■ Available data ■
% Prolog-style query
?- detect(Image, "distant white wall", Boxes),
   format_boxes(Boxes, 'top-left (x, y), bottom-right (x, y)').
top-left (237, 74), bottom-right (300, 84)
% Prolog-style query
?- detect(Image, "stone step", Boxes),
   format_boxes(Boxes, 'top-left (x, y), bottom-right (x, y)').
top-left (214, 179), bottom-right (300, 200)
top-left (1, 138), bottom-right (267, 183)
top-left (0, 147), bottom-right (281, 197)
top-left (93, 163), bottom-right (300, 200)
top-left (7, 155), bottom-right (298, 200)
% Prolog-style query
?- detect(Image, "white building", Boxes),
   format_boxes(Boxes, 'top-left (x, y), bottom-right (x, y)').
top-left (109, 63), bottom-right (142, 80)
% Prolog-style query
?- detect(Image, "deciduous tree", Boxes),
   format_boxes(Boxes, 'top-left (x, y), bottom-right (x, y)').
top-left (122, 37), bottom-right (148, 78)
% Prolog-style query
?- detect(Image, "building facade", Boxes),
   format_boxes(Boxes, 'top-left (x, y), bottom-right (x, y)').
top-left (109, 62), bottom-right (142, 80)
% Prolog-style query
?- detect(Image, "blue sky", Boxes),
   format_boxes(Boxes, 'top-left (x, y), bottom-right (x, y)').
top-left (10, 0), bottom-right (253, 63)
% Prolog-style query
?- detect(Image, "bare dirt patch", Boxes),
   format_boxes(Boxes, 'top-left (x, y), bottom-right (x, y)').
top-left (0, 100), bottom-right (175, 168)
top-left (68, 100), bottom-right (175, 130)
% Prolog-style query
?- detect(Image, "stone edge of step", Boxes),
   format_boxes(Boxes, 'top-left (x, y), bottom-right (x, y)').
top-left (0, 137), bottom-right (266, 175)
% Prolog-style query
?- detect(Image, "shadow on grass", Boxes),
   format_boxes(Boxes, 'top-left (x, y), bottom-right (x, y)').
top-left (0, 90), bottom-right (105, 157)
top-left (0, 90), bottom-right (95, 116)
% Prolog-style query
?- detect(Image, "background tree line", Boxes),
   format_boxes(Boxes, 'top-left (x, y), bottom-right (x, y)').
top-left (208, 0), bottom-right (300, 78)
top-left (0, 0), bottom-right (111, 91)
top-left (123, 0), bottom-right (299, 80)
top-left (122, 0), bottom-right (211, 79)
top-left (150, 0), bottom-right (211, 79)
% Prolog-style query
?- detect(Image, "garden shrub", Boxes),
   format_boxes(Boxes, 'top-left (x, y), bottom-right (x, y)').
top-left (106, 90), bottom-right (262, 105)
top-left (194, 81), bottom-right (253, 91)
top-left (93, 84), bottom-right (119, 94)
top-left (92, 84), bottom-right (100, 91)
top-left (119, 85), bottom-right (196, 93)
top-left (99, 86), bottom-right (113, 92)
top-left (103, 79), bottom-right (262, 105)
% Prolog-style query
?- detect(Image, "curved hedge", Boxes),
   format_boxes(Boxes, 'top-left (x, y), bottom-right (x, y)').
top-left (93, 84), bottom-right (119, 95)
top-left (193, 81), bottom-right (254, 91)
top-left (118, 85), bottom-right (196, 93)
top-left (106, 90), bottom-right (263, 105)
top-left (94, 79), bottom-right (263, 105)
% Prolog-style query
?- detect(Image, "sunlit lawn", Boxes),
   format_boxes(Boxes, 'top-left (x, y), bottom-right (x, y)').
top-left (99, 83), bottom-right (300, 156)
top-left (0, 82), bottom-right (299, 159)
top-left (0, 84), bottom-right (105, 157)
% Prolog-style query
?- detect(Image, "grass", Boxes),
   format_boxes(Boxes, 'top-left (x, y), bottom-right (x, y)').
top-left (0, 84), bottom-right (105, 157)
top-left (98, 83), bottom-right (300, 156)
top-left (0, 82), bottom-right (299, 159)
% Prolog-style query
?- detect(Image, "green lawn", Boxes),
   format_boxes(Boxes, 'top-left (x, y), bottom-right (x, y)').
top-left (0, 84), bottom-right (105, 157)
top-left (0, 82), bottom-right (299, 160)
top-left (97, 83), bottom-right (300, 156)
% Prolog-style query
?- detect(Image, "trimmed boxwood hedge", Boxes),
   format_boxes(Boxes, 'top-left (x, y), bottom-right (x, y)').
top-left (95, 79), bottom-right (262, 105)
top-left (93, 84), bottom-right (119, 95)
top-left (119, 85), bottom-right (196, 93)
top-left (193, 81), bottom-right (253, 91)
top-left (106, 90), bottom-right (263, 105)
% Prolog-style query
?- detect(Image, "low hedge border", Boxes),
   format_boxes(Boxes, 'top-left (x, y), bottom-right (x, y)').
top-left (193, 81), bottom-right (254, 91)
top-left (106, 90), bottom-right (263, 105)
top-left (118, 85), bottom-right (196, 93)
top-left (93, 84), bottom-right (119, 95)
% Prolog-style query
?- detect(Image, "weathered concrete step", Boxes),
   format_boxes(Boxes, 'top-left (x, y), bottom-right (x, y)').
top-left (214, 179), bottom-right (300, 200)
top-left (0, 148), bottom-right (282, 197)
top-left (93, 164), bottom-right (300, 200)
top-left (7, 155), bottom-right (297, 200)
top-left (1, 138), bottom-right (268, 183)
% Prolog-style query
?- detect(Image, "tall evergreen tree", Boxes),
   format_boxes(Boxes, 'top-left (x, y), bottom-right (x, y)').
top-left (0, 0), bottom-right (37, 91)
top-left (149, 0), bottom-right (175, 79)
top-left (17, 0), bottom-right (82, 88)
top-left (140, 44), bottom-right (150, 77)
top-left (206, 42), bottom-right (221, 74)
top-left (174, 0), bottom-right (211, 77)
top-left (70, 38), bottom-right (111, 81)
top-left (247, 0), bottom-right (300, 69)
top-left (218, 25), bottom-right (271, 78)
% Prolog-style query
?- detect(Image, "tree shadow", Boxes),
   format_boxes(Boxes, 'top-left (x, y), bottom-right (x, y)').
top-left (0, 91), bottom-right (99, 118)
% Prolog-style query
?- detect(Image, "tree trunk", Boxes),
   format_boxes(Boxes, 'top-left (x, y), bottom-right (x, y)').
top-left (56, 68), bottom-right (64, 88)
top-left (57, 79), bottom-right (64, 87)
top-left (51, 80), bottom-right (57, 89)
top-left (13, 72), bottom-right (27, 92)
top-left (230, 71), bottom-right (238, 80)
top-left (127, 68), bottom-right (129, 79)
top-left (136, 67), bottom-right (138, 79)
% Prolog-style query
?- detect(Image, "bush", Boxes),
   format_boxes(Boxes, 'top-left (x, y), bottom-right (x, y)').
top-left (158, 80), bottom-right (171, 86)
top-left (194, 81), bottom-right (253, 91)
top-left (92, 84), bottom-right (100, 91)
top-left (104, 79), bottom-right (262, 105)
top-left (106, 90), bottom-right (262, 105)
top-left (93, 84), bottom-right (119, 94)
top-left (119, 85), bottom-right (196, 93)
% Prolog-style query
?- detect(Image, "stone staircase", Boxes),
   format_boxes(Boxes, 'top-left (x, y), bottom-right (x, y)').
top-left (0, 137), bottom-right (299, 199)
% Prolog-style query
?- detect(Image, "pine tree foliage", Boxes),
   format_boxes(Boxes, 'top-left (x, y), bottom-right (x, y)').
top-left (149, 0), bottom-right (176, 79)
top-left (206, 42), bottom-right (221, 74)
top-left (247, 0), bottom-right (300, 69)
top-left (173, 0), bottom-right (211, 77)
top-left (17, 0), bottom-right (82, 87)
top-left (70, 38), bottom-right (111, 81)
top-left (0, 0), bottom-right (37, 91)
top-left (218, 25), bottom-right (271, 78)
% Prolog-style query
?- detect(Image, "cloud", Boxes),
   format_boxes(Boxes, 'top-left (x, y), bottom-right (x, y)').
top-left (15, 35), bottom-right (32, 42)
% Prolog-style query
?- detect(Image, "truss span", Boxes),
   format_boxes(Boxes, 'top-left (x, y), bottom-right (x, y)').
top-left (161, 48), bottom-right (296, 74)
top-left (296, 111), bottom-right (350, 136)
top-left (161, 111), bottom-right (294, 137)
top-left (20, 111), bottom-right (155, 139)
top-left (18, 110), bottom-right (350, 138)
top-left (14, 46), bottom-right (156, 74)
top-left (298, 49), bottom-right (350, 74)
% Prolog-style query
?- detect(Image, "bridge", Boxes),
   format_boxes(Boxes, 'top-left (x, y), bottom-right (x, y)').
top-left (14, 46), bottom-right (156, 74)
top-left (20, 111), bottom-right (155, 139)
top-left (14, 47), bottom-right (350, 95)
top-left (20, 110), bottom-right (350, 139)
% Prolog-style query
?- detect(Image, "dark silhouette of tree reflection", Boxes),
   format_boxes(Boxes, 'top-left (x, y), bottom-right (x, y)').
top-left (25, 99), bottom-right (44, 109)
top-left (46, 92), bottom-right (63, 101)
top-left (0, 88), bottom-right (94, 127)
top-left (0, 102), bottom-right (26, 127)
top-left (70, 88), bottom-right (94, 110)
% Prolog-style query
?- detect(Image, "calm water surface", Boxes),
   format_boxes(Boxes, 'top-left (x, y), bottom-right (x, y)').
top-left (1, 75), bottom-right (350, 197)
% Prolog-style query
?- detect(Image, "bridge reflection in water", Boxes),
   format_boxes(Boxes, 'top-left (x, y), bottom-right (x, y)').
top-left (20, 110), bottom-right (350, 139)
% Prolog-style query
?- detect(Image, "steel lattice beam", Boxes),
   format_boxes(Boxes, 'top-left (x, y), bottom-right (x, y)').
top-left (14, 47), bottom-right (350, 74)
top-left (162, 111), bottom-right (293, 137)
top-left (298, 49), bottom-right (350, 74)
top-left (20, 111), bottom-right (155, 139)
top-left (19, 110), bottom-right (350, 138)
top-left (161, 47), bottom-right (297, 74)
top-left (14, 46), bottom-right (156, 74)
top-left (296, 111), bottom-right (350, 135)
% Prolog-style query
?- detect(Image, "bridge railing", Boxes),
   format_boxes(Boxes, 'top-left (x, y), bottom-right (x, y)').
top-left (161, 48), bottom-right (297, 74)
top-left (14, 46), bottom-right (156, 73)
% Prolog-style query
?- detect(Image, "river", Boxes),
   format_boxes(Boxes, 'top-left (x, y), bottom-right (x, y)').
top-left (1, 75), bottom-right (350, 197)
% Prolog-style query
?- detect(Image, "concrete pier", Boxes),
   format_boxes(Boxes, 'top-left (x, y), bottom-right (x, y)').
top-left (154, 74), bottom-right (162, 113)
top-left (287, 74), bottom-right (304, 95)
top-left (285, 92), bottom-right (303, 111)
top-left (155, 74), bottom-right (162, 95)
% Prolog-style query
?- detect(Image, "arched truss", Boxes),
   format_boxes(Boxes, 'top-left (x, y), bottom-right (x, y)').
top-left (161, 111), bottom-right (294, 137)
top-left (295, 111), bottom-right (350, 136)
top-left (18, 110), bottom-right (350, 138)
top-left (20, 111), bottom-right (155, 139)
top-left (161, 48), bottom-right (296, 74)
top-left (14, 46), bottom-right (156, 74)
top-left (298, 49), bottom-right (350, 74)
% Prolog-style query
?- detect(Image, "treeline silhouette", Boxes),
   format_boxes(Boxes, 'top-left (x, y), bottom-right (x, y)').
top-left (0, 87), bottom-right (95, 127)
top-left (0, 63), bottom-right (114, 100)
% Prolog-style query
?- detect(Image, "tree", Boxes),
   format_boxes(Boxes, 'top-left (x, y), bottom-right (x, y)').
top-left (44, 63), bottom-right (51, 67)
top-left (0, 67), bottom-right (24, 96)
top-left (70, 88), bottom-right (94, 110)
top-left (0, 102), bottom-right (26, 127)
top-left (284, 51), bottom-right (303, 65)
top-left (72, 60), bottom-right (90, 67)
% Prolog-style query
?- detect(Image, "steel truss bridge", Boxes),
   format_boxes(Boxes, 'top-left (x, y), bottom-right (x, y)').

■ What this task involves ■
Take every line from the data above that holds "truss" and copy it out.

■ Response box ■
?- detect(Image, "truss span", Boxes),
?- detect(Image, "arched truss", Boxes),
?- detect(Image, "steel truss bridge", Boxes),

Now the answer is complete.